Friday, May 19, 2017

What NAAFA Conventions Were Really All About

Most people there aren't interested in activism. They were there to fuck. Dan Savage went to one once, and wrote about his experience in his book Skipping Towards Gomorrah:

I’m even slower to come to the realization that I’m being cruised when the person doing the cruising is someone I would never sleep with—like, say, a woman, any woman, big or small, fat or thin, living or dead. I hadn’t anticipated getting hit on at the NAAFA convention, and I began to panic. Picking away at my bagel (oh, glorious carbs!), I silently prayed the speaker would begin and put an end to our conversation.
(...)
There aren’t enough FAs to go around, Teresa explained, which was why Teresa broke the ice by telling me I was in luck. A good-looking, single, presentable FA at a NAAFA convention can have his pick of the women. About 250 people were at the Westin for the NAAFA celebration, and 95 percent were women. The whole reason most women come to these events, Teresa explained, was to meet men.

“It’s nice to see old friends and socialize,” Teresa laughed, “but it’s the sex that keeps us coming back.”

There was nothing on the NAAFA Web site or in the brochures, I said, about the convention being a meat market. I thought we were all here to, like, advance the acceptance of fat and, you know, stuff like that.

“That’s what the political fat people are here to do,” Teresa said, “but most of us are just here to have fun.”
Which is what I came for, I guess—only I was looking for a celebration of gluttony, not lust. I felt like I’d gone to a porn shoot only to find everyone sitting around fully clothed eating doughnuts.
Looking around the ballroom full of women, Teresa let out a loud sigh. She said she was worried that her last NAAFA event was going to be a total bust.
(...)

Most of the stories in the speaker’s book were about fat women who found love, and soon the ballroom was filled with awws instead of hisses. One woman profiled in her book actually met her soul mate while filling her shopping cart with half-price Marshmallow Peeps the day after Easter. It turned out that they both shared a passion for those mushy Easter candies, which come in toxic pink and a shade of yellow very similar to the color of the speaker’s dress. The story was a popular one, apparently, as most of the women in the room seemed familiar with its details. Indeed, there were boxes of Peeps for sale in the lobby, the candies having been transformed into a kind of love talisman by the women of NAAFA.

“Flirt!” the speaker implored us as she wrapped up her speech. “Flirting is such a good thing to do! Don’t assume rejection! The message fat women hear all the time is, ‘Get thin, find love.’ The message I want you to take away from our talk this morning is, ‘Get confident, find love.’ Live your life now, as you are, and live bountifully. Flirt!”

● Records

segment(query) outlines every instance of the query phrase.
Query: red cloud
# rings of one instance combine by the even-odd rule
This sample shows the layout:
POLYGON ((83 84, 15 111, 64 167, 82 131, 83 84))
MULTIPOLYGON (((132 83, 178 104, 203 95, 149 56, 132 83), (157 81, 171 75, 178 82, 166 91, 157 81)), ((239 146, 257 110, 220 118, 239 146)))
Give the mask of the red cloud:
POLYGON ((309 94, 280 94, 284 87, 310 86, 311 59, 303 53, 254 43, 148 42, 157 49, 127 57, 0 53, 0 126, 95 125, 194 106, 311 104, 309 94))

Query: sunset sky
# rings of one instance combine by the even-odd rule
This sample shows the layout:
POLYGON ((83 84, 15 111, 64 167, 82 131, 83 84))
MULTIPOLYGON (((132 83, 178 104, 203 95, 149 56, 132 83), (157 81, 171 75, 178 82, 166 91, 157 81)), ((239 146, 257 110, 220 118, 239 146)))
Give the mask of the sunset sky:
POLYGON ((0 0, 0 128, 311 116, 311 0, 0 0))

● Exercise details
Output the span of the NAAFA convention post between "Most of the stories" and "women of NAAFA.", inclusive, copied character for character.

● Task output
Most of the stories in the speaker’s book were about fat women who found love, and soon the ballroom was filled with awws instead of hisses. One woman profiled in her book actually met her soul mate while filling her shopping cart with half-price Marshmallow Peeps the day after Easter. It turned out that they both shared a passion for those mushy Easter candies, which come in toxic pink and a shade of yellow very similar to the color of the speaker’s dress. The story was a popular one, apparently, as most of the women in the room seemed familiar with its details. Indeed, there were boxes of Peeps for sale in the lobby, the candies having been transformed into a kind of love talisman by the women of NAAFA.